THE EXERCISE
Could you recast every line of the entries below as one numbered list, skipping blank lines and leaving the pictures out?
** Start of DATA SHOWN **
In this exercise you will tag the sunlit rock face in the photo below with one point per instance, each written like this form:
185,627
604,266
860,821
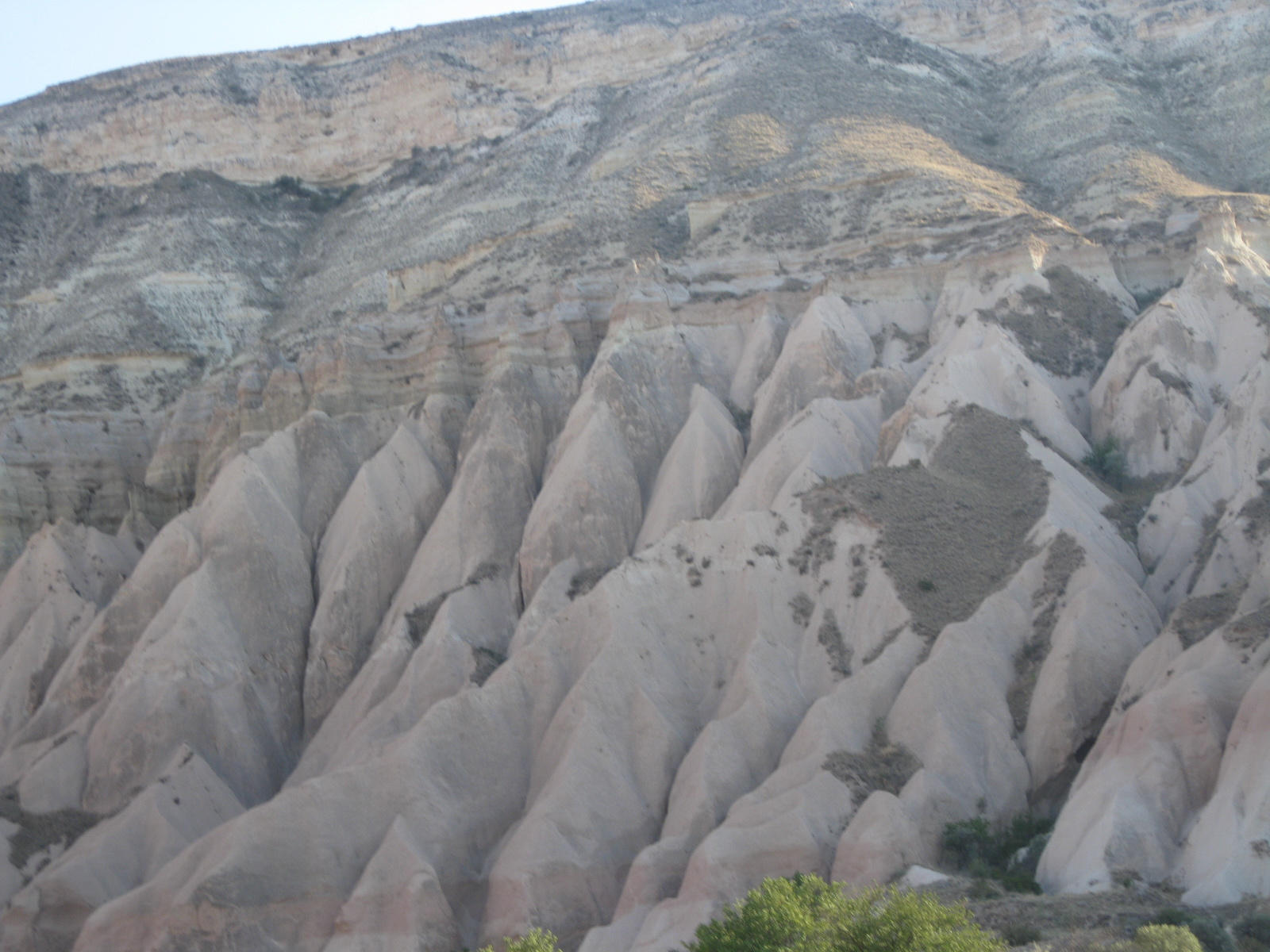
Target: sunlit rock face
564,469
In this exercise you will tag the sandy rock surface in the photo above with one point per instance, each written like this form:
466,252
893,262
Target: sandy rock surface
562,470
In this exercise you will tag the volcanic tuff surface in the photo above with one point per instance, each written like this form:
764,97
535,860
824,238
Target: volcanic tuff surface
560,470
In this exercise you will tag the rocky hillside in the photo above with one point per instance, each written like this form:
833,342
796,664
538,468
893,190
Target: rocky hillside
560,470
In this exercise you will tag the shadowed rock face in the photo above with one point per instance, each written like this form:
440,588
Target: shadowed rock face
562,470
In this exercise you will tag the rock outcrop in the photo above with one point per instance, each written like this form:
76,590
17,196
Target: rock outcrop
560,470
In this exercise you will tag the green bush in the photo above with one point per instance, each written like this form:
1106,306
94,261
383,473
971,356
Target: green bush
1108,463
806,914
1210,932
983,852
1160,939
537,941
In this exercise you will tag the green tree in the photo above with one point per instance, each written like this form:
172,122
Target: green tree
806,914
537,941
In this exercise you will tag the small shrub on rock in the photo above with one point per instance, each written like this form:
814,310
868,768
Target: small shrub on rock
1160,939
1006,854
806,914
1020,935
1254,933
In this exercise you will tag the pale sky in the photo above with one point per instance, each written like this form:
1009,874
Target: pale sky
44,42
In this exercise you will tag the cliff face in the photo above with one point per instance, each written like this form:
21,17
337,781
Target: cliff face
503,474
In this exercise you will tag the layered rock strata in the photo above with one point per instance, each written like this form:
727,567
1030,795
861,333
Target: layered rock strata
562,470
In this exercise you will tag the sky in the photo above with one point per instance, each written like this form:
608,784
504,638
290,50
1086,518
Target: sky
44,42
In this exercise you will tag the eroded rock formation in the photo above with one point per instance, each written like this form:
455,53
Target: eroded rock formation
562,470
** End of DATA SHOWN **
REPLY TO THE TASK
1. In this exercise you will tag the sunlit rock face in the photo below with one point per instance, each written like this form:
2. 185,627
3. 604,266
4. 860,821
5. Target: sunlit rock face
6. 564,469
7. In this exercise you will tag the sandy rock surface in the photo above with one point per instance, each written like this form:
8. 466,252
9. 893,262
10. Target: sandy rock surface
11. 562,470
12. In this exercise you will tag the volcanic tuff surface in the photo above with one point per instance, each written like this form:
13. 764,97
14. 535,860
15. 824,238
16. Target: volcanic tuff surface
17. 560,470
18. In this exercise you will tag the rocky hillside in the photo above with one point per instance, each written like this form:
19. 833,342
20. 796,664
21. 538,468
22. 893,190
23. Target: rocky hillside
24. 560,470
25. In this exercise you will tag the shadowed rock face in the photo above with one point per instance, each written like this form:
26. 440,588
27. Target: shadowed rock face
28. 562,470
29. In this exercise you will tag the rock outcrop in the photo above with one point per instance, each written like this form:
30. 76,590
31. 17,196
32. Target: rock outcrop
33. 560,470
34. In this exercise you will tag the green bush in the photo above with one point per instance, each written like this form:
35. 1106,306
36. 94,261
37. 383,473
38. 971,356
39. Target: green bush
40. 1108,463
41. 806,914
42. 1210,932
43. 983,852
44. 1160,939
45. 537,941
46. In this exercise you will tag the green tree in the photo above with one point per instance, each written like this form:
47. 172,122
48. Target: green tree
49. 806,914
50. 537,941
51. In this exercise you will tag the small shrub on rock in the photo above with one point per instance, each written like this form:
52. 814,310
53. 868,768
54. Target: small shrub on rock
55. 1160,939
56. 1006,854
57. 806,914
58. 1020,935
59. 1254,933
60. In this exercise you will tag the pale sky in the photo above with one point per instance, each written like this form:
61. 1009,874
62. Target: pale sky
63. 44,42
64. In this exercise you will tag the cliff face in the photo above with one point per instance, each written like this form:
65. 21,17
66. 337,781
67. Target: cliff face
68. 503,474
69. In this exercise you will tag the layered rock strata in the photo above with one point per instance, each written like this form:
70. 727,567
71. 1030,795
72. 861,333
73. Target: layered rock strata
74. 562,470
75. In this exercise you will tag the sky in the photo above with one point per instance, each written like this form:
76. 608,784
77. 504,638
78. 290,50
79. 1086,518
80. Target: sky
81. 44,42
82. In this exercise you will tag the eroded rock formation in the photo above with one point per instance, each written like this form:
83. 455,53
84. Target: eroded rock formation
85. 562,470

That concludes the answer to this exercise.